Copy word for word the lines of the listing below, from the line with "Wildlife camera trigger: the trail-cam image above contains dark" up to and including the line with "243, 393, 251, 408".
═════ Provided information
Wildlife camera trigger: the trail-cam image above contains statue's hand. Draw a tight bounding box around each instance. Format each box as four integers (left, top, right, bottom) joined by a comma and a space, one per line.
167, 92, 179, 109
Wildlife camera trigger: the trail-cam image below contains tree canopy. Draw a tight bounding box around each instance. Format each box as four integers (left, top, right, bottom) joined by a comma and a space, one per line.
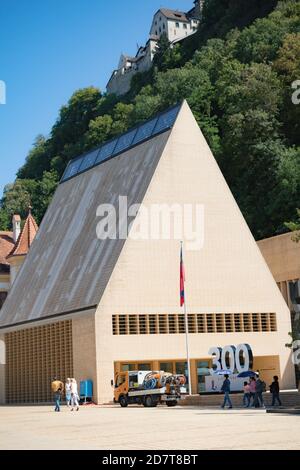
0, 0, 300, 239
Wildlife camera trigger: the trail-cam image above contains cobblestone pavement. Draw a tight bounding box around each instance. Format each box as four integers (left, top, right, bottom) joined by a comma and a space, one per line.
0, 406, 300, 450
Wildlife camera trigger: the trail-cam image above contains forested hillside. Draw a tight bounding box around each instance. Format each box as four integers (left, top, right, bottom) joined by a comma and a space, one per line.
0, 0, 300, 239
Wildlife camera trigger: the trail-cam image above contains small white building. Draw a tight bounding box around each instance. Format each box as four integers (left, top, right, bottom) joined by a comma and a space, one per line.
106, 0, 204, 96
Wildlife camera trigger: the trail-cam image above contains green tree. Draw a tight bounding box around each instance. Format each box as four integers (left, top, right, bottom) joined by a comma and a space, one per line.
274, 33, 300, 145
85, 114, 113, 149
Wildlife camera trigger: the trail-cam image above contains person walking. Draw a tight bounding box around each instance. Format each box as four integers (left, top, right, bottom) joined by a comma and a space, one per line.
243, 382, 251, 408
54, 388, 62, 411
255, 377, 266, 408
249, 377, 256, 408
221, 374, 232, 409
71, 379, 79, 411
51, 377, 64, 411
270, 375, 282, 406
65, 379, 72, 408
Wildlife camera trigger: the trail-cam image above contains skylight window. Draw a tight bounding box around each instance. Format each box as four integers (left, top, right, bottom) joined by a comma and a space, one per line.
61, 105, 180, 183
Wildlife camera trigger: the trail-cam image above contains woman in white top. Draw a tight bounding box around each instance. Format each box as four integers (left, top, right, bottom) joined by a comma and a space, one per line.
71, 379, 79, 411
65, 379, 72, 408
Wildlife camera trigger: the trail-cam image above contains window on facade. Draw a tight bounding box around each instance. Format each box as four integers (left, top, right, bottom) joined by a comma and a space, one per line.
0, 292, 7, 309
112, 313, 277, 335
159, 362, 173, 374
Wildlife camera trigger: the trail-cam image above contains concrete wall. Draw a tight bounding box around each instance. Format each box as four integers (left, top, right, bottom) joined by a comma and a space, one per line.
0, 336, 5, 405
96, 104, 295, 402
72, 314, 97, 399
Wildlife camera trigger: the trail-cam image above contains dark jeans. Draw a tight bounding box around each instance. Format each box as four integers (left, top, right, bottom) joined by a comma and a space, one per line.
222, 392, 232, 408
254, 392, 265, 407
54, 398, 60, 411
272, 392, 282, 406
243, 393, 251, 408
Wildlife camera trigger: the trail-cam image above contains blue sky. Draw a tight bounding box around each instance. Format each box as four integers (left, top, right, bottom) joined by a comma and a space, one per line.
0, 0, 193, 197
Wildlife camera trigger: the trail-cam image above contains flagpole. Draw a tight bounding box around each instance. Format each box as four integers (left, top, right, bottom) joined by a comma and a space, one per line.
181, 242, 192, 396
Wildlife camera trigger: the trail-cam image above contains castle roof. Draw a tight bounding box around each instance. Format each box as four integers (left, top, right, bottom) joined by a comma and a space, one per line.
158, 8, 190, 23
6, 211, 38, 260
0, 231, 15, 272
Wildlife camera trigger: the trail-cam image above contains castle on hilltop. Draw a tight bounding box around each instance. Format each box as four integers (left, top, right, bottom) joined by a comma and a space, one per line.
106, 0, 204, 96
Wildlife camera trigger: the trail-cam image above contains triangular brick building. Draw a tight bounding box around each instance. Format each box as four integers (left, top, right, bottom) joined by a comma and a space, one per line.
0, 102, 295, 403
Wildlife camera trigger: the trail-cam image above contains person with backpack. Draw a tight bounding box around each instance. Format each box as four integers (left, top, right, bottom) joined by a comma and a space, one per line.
══════════
Task solution:
Wildlife camera trigger: the trail-cam image above contains dark jeans. Draw a tight bounding box around each instance. Format each box as four integers (left, top, right, bottom) joined by a comma and a space, one per line.
222, 392, 232, 408
254, 392, 265, 407
54, 398, 60, 411
272, 392, 282, 406
243, 393, 251, 408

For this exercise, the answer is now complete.